_Text section_:
————

Understand Your System Behavior By Implement Distributed Tracing Using Jaeger
I’ve been more than 3 years in programming and building many applications from simple website to an API that needs to scale. Whether it hobby project or work related job, since choosing title “back-end developer” as the first career, I’m aware that building a good back-end is not easy as what I’ve imagine. One challenges that comes into my work is how could I well-knowing about the system that I face every day?
Believe me, you will never know your Software well!
Have you think that you are deeply known of your software that you’ve created like you think that it’s the part of yours? Until it came into moment when your software scream at you at the night, waking you up and you didn’t know what it exactly doing. You even don’t know what it want.
To give you some clear picture, what I mean here is, you may think that all the lines of code that you write is well. But, you forget that the software itself is not just what you write, you may use reusable code created by other developer, or one of your function calls another service made by other department. When you test it in development or staging mode, you will find it works well. Yet, when it comes to production, the things may gone wrong and you lost your mind what caused that problem. Whether it your function slow down the request, slow database query, or the other service that you call is slow?
If you only call one service, you will easy to notice by checking to that service. How about if you call multiple service? Or, when it comes to monolith service, how do you know that the bottleneck is your database, not your logic or unreachable Redis cache that you forget to handle? This is why you need to trace every single process in your software. In terms of back-end service which handle the HTTP API request, you **MUST** trace it start from client request received in the server until it writes the response back to client.
Why do you need distributed tracing and what is it?
In terms of micro-service architecture, one service responsible to one business capability or other strategies that you can read here. This leads to the need of tracing multi-separated service which much harder than tracing monolith architecture. In monolith architecture the whole process life-cycle is on one project, but in micro-service architecture to handle one request it needs to call n other services.
You may thinks that it is enough to create separate log service that records all request log for each services. But, when your API hits by hundreds request per second, how do you know that one request log in service A corresponds to log in service B and so on?
… distributed tracing helps you, as a developer, to know deeply about your software behavior.
By this far, I should expect that you got the idea why distributed tracing is really needed. I copied the statement from here: “ Distributed tracing helps pinpoint where failures occur and what causes suboptimal performance.” From there, it clear stated that distributed tracing helps you, as a developer, to know deeply about your software behavior.
How tracing works?
To easy to follow I will made some analogous example. Supposed you are Dora the Explorer and you given a task to get to sand castle from your current position, tree house. To get there you must face some obstacle that takes time. Here’s your map to get to sand castle:
From above picture you can see that to reach sand castle from tree house, you must pass through the forest, crossing over the lake, enter the pyramid and voila you arrived to sand castle!
But, for every obstacle you met, it takes time to reach the final destination. You want to know how much time taken between the tree house and the sand castle. Therefore, you may record the current time before you depart and once after you arrived.

————

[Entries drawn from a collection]
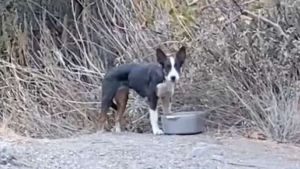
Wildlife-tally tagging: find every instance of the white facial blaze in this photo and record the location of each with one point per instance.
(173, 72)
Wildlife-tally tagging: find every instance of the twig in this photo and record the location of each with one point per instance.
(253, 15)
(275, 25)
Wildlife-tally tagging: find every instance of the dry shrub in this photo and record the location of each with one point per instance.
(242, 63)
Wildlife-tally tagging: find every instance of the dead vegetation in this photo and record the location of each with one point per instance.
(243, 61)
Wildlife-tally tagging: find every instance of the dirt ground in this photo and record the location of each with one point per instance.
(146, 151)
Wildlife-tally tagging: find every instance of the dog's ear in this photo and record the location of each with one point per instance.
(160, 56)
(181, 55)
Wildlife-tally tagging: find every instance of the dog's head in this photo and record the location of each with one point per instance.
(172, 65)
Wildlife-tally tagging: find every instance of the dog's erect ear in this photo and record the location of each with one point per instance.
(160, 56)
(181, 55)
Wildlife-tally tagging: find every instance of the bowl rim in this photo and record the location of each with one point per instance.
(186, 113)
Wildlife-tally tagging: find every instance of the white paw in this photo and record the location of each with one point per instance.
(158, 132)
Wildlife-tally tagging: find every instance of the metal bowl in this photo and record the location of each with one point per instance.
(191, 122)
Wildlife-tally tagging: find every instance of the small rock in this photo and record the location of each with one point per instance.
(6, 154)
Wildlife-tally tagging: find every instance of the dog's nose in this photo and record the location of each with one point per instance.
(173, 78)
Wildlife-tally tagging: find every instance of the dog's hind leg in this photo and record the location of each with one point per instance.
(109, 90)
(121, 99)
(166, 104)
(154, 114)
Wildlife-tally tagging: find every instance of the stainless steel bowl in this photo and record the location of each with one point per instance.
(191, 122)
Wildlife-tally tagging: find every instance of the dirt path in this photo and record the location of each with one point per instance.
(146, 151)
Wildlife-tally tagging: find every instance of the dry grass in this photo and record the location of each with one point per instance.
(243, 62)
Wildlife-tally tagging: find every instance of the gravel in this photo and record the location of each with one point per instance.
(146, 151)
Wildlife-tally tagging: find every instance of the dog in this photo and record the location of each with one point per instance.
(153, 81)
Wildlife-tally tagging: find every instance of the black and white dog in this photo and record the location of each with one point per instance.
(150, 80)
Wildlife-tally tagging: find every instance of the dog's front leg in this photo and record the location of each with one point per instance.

————

_Exercises to complete_:
1 > Please decide whether each statement agrees with the distributed tracing article: (a) The author has been programming for more than 3 years. (b) In a monolith architecture, handling one request requires calling n other services. (c) The author suggests recording the time only after arriving at the sand castle. Answer yes or no for each, quoting the deciding words from the article.
2 > List every place named on the route from start to destination in the Dora the Explorer example of the distributed tracing article.
3 > Carry on the distributed tracing article from the point where it stops.

_Solved problems_:
1 >
(a) Yes: "I’ve been more than 3 years in programming"
(b) No: "In monolith architecture the whole process life-cycle is on one project, but in micro-service architecture to handle one request it needs to call n other services."
(c) No: "you may record the current time before you depart and once after you arrived."

2 > tree house, forest, lake, pyramid, sand castle

3 >
Now, I want you, as Dora, to report to me which obstacle that takes time you the most: how much time it takes, what causing you takes the long time and every detail that you may find it good to report. So, you may record the start time and end time of each obstacle, note some additional information when you find it useful to report, etc. Here’s the visual:
If you already got the idea, there you go! Now, you should already knowing about the tracing works. Each obstacle is like a function, then the way between them is a function calls, that may be ignored to consider since it must be fast.
Let’s coding!
Now, to be more techie, we can bring that Dora journey into code and trace what she do in every obstacle. First, we need to create 4 function:
startTheJourneyFromTreeHouse
where the Dora prepare some food for her travel’s stockpassTheForest
where Dora walk with Boot, her monkey, through the forest.crossTheLake
where the Dora cross the lake. We add some condition here, if the day is rainy, then the process will be slower because Dora doesn’t want to be drowned by her boat since the wind blows fast. This condition also to show you that the tracing can help you to pinpoint where the slowing process occurred.enterThePyramid
where Dora enter to the pyramid and surpass the dark room inside the pyramid.
As you can see, there is always context
parameter in first argument of each function. And from that context, we create a span using opentracing.StartSpanFromContext
. Each span represents function process and therefore must be initiated in the first of function process and finish using deferred function. Context
carry the information of tracing, so when you call, for example function passTheForest
, the context will brings the information from previous function call which is startTheJourneyFromTreeHouse
.
The function call will done like this:
serverSpan := eCtx.Get("serverSpan").(opentracing.Span)
ctx := opentracing.ContextWithSpan(
context.Background(),
serverSpan,
)
defer ctx.Done()...out, _ = startTheJourneyFromTreeHouse(ctx, in)
out, _ = passTheForest(ctx, out)
out, _ = crossTheLake(ctx, out, isRainyDay)
out, _ = enterThePyramid(ctx, out)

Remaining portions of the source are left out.